╭─ EXCERPTED RECORDS

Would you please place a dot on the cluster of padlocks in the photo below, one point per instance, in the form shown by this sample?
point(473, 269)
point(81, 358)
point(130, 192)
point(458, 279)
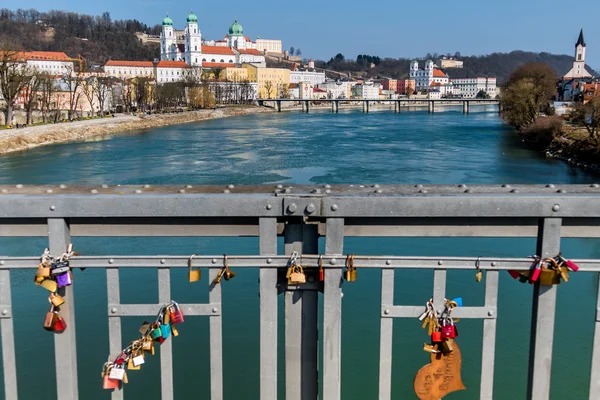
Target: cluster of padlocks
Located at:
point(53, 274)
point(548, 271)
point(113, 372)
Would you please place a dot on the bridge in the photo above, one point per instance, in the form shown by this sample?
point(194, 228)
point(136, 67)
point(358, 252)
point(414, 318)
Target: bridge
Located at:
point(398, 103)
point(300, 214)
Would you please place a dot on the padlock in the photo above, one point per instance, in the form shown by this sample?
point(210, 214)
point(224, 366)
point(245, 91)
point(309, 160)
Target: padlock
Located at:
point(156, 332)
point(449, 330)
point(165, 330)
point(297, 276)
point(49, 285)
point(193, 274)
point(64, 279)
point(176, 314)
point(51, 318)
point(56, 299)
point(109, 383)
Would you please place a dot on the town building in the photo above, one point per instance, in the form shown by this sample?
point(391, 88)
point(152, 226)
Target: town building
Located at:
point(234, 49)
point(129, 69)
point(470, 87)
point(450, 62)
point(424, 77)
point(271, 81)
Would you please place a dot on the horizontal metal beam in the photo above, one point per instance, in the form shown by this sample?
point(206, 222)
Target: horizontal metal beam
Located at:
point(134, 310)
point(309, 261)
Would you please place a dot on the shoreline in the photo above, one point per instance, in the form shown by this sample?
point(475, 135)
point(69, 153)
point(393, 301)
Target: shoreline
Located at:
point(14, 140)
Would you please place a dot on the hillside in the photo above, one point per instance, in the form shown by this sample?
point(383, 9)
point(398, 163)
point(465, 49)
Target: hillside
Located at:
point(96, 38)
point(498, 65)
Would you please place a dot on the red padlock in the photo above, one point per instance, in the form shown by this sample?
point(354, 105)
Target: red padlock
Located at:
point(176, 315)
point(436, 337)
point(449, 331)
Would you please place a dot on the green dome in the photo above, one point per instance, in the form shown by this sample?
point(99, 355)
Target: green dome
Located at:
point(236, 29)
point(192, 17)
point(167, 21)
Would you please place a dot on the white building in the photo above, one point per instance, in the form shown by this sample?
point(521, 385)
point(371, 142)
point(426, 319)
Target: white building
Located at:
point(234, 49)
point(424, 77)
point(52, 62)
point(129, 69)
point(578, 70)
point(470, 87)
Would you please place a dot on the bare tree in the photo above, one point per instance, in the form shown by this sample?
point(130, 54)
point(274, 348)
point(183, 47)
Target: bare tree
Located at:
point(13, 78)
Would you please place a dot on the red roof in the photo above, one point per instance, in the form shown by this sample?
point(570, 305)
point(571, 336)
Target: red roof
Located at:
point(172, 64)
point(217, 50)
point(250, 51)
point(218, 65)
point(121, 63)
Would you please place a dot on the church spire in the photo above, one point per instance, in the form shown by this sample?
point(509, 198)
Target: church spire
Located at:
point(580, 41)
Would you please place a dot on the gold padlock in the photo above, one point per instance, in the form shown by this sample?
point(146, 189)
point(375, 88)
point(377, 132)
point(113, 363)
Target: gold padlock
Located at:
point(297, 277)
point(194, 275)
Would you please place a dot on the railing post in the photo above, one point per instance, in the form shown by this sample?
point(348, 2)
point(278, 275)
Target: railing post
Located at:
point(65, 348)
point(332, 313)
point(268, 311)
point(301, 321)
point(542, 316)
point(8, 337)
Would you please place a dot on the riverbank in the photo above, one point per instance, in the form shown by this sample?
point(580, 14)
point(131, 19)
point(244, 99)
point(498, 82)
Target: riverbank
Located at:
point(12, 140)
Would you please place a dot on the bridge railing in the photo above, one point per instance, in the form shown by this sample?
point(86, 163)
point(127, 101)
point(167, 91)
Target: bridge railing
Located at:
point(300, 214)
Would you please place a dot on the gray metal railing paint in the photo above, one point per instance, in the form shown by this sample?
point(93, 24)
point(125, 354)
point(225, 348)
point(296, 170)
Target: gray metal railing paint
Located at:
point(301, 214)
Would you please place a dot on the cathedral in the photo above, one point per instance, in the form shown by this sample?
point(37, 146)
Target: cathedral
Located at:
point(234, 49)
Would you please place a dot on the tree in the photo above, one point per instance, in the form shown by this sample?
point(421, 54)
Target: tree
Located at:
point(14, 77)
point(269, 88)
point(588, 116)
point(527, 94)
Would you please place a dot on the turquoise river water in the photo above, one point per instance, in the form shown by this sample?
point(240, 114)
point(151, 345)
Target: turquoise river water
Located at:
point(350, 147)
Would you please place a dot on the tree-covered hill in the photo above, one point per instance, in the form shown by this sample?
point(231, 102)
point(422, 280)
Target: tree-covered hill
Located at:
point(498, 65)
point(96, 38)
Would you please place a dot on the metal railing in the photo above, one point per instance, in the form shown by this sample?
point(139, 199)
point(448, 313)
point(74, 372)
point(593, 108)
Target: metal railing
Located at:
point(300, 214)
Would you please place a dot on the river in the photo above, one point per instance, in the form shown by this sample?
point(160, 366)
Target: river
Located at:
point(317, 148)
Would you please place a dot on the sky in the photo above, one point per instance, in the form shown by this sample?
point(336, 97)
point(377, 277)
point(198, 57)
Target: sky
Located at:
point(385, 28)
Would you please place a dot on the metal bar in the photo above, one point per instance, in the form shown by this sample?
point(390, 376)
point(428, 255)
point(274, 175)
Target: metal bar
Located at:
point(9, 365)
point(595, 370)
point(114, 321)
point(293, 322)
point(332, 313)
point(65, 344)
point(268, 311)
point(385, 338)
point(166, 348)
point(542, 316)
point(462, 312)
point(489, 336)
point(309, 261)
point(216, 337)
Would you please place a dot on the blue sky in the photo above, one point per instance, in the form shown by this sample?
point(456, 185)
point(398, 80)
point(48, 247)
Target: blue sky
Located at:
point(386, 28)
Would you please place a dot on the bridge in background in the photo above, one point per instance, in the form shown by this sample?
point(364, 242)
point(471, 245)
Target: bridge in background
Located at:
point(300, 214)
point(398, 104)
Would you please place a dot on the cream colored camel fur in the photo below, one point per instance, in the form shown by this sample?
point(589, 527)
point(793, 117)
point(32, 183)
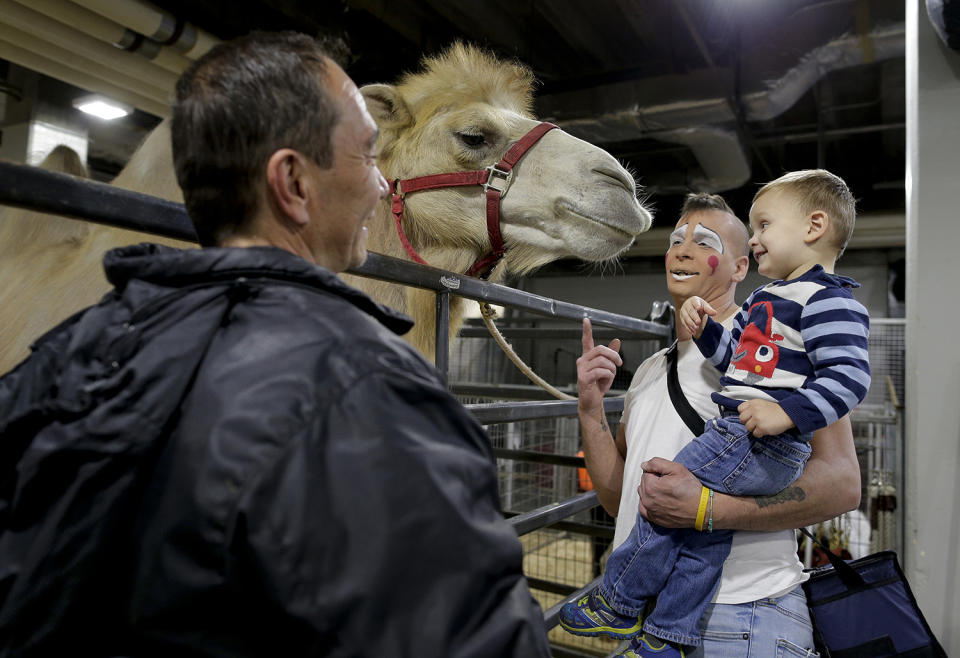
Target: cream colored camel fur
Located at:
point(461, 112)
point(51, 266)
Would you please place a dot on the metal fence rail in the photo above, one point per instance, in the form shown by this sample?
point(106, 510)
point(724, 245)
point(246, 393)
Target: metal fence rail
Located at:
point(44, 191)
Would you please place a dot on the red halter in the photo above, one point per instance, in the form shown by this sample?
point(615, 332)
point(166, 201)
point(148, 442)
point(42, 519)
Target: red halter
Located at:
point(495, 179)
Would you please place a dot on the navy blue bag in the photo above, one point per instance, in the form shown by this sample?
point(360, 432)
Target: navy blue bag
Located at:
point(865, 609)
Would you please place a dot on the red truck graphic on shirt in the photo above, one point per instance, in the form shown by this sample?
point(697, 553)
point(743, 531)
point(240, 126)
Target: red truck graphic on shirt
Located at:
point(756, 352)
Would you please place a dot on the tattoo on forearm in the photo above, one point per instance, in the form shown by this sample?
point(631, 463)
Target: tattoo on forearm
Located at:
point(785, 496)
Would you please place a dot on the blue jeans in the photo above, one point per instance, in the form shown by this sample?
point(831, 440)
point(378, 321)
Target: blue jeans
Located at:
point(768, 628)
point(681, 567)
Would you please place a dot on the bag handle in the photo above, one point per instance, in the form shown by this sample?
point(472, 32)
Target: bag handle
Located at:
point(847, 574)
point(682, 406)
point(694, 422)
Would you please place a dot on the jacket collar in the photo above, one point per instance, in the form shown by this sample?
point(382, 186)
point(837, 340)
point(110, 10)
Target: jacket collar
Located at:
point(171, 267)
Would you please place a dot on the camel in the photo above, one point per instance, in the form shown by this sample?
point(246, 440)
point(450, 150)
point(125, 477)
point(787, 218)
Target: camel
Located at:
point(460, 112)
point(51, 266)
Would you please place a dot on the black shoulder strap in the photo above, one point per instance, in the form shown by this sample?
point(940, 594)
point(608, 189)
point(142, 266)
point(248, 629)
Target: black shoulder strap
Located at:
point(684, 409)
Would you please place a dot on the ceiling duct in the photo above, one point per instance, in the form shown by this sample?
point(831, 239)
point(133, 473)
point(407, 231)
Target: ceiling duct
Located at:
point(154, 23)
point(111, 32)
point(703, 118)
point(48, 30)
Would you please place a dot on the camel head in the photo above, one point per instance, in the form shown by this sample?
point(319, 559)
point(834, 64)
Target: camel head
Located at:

╰─
╭─ EXCERPTED RECORDS

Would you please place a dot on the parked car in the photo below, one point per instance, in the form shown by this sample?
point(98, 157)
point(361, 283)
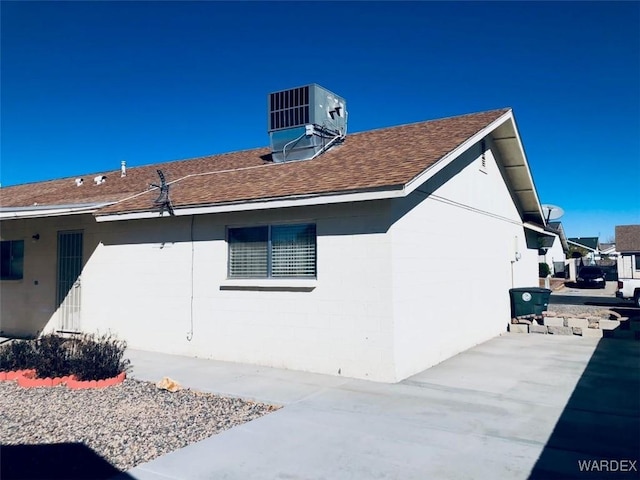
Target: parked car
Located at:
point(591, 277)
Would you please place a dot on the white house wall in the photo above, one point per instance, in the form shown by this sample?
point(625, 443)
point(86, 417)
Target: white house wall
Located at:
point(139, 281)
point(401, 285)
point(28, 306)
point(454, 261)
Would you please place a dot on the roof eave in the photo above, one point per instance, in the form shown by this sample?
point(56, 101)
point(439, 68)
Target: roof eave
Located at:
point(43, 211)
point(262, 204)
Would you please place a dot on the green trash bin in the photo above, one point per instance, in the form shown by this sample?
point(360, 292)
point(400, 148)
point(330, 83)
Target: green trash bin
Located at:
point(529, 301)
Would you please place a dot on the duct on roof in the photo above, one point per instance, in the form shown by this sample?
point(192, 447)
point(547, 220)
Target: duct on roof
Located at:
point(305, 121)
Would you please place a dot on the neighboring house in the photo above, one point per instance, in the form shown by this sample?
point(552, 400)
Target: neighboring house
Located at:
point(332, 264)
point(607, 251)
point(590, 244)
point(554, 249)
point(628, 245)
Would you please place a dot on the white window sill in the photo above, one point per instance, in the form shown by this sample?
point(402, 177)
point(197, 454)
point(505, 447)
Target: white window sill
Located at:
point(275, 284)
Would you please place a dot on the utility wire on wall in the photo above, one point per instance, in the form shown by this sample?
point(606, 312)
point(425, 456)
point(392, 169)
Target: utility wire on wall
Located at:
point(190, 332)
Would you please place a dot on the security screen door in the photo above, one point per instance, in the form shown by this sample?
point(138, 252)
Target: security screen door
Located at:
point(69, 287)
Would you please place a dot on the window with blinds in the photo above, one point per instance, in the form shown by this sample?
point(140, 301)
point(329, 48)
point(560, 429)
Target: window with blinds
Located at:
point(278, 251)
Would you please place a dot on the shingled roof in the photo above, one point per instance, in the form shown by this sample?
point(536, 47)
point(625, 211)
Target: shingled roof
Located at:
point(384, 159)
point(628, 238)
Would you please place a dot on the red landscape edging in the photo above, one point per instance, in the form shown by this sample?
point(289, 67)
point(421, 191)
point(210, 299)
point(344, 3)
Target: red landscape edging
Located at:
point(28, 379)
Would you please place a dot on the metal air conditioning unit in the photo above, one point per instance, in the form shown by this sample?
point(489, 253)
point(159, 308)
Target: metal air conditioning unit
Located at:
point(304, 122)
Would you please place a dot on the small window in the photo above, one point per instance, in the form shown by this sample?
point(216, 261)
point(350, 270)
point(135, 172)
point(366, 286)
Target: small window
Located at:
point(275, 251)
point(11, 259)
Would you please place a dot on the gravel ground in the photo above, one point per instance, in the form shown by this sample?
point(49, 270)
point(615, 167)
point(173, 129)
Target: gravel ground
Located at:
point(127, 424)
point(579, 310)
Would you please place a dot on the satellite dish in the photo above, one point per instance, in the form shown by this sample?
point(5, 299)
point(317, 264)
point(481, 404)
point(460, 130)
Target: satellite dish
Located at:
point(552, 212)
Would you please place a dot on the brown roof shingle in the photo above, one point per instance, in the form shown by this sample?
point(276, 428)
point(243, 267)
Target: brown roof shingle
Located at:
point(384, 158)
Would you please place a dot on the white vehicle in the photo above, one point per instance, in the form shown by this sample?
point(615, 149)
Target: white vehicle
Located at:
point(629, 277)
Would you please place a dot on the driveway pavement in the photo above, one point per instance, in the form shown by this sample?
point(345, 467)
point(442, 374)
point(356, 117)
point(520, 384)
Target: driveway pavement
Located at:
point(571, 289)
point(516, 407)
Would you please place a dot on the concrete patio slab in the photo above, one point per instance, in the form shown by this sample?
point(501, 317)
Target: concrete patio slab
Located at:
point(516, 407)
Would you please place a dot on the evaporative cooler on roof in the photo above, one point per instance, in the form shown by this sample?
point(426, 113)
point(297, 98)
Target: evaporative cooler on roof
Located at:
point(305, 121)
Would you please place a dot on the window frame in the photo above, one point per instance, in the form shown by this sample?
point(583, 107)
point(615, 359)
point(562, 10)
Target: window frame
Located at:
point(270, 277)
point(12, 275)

╰─

# [WHAT NEEDS TO BE DONE]
The required output is the stretch of entries above from the line containing "point(139, 199)" through the line containing "Target: metal bar", reproduced exactly.

# [REPLY TO THE EXERCISE]
point(139, 199)
point(448, 313)
point(74, 372)
point(593, 108)
Target: metal railing
Located at:
point(300, 214)
Would you please place a dot on the river in the photo above, one point per instance, in the form shown by this sample?
point(160, 366)
Target: river
Located at:
point(317, 148)
Would you please place a dot on the sky in the photo above, one point per instance, in the form shown by this sample?
point(336, 97)
point(377, 277)
point(198, 57)
Target: sky
Located at:
point(385, 28)
Would you please place a dot on the metal bar in the photo above, one point per instance, in the form shown by this sample?
point(390, 376)
point(428, 255)
point(274, 175)
Target: metal bar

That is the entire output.